» TASK 1
According to the notes on HPC portals, where is NIMBIX headquartered?

» SELECTED PASSAGE
Democratisation of HPC with Portals

Panel Introductions

Open OnDemand

  • Vision: web based access, easy to use. In use since 2016. Good use for the Ohio machines through this. Can also create GUIs.

SGCI

  • Associated with XSEDE. Science gateways project member. ‘Full Stack’ approach. Apache Airavata. Federate multiple clusters, clients. 

ActiveEon

  • HPC + AI solutions. Portals. SLURM, PBS. LSF, on premise, cloud, containers. Easy access to RDMA (not sure what they really mean there).
  • Different portal for relevant use cases.
  • Tensorboard GUI, job dependencies GANTT, etc, Jupyter

NIMBIX

  • Headquartered in Dallas.
  • Kubernetes – new, but experience with containers.
  • HyperHub
  • JARVICE – end user portal.

Altair

  • PBS Works – includes portals (Altair Access) with 3D remote visualisation.
  • Config management and HPC monitoring.
  • Analytics for job data
  • Scheduling simulation

Rescale

  • HPC Cloud Agility. 
  • Offers portals, but also IT department control.

Atos

  • XCS – Extreme Computing Studio portal.
    • Supports all major schedulers
    • Role-based, customisable.
    • Mobile available.

Historical Comment

One comment I would make here is that I saw very similar things 5 years ago. If you look at the old NGS portal, some of this 10 years ago. It seems easier to use, more flexible, but it’s taken a while. Hopefully the products shown will stick around. Missing are things like UniCore, UberCloud, etc.

Discussion

Top features

  • Open OnDemand: HTML5 so easier to set up and keep secure. Secure installation.
  • Know your user community that will use the portal. User experience consultations encouraged (cf. CARMEN project which formally did this for the neuroscience community).

» TASK 2
Find every line in the entries that contains the string "wall" and copy each one out. Case counts.

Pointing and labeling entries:
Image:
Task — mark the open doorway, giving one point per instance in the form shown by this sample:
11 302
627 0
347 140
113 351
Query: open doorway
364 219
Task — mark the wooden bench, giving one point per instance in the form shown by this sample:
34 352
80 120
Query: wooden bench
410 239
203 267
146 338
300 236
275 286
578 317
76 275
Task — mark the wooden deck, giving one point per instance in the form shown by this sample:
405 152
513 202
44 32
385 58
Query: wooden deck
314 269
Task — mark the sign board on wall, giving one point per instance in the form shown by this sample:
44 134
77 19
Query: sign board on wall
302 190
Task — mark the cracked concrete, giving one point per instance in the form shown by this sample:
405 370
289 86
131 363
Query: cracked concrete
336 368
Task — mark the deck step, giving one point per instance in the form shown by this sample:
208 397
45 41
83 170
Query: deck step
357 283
--
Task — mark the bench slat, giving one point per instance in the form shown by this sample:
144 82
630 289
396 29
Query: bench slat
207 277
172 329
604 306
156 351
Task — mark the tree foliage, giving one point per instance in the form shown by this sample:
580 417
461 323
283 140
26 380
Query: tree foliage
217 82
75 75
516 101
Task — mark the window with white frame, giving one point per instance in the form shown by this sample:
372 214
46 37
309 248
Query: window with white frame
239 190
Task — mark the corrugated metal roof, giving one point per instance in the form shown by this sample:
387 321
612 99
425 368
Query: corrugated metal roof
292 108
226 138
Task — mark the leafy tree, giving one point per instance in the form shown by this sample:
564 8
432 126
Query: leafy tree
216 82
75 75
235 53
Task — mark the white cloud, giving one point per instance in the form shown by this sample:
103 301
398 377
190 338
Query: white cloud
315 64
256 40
==
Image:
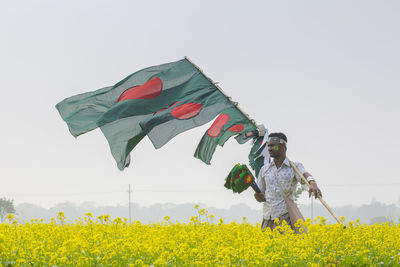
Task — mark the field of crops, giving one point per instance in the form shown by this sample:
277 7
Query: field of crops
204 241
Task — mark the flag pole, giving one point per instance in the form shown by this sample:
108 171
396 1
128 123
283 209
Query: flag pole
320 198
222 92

» PROBLEM SOLUTION 1
Dallas

» PROBLEM SOLUTION 2
Task — mark the sign board on wall, giving one point per instance in the form shown by this sample:
Query: sign board on wall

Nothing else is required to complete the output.